[Point-per-instance localization data]
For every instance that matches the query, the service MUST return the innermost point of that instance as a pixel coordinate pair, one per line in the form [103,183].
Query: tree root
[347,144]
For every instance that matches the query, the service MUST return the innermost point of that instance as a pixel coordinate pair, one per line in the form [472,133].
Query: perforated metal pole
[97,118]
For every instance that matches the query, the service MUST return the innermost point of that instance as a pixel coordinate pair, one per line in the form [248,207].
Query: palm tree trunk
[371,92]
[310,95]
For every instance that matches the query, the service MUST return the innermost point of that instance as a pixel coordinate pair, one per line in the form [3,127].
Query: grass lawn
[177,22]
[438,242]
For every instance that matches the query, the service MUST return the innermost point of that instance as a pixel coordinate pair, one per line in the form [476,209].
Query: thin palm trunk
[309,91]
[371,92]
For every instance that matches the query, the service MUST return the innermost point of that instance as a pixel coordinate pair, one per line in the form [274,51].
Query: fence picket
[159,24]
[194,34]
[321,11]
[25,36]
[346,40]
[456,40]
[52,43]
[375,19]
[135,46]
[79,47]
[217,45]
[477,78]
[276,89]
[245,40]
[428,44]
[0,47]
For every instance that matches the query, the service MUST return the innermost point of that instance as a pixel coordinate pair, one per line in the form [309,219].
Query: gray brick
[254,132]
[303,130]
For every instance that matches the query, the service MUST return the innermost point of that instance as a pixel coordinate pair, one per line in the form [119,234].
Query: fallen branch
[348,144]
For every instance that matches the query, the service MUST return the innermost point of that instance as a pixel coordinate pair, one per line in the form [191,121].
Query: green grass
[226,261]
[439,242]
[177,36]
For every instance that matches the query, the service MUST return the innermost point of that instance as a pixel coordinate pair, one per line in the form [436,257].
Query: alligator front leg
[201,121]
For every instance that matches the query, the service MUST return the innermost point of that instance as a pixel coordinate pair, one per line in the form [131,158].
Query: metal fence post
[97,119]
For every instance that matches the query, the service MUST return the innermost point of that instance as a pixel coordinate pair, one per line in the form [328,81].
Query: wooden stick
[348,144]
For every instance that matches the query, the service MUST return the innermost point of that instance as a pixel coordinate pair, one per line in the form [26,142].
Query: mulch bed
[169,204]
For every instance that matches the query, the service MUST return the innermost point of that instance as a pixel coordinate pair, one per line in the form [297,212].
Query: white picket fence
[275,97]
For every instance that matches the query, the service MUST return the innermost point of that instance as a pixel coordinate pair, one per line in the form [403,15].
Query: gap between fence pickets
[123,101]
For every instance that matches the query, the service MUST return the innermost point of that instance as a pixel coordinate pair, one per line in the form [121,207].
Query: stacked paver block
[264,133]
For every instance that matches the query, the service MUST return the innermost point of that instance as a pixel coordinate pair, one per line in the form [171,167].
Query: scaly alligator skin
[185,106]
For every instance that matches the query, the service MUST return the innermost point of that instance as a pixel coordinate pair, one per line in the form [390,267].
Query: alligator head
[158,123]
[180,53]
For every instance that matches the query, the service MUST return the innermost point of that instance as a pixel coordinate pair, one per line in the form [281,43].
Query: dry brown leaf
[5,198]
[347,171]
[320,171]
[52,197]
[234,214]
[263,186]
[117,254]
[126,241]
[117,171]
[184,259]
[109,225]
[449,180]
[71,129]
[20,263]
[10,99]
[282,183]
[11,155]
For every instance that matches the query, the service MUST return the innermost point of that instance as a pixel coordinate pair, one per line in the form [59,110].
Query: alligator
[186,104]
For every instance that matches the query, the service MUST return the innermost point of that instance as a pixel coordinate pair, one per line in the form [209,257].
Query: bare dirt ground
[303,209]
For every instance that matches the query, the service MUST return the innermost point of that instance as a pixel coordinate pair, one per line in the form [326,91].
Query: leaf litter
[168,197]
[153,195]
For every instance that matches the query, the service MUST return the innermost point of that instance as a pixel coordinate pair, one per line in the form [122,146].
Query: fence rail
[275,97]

- REQUIRED WORK -
When you reach the line with "the form [26,142]." in the records above, start writing out lines exactly, and stop once the line with "the form [403,15]." has been written; include nothing else.

- THE ANSWER -
For every instance that matches the query, the service MUST return the innermost point of that instance as a pixel coordinate pair, one per line in the form [26,142].
Query: mulch bed
[169,204]
For every instance that matches the query, the service MUST return the innermost point of that instance as a pixel coordinate pair, one per line in the form [297,212].
Query: white picket fence
[275,97]
For every instance that matches the query, the service MUST return the innermost point of that instance as a pixel coordinate pair, one per line in the form [403,15].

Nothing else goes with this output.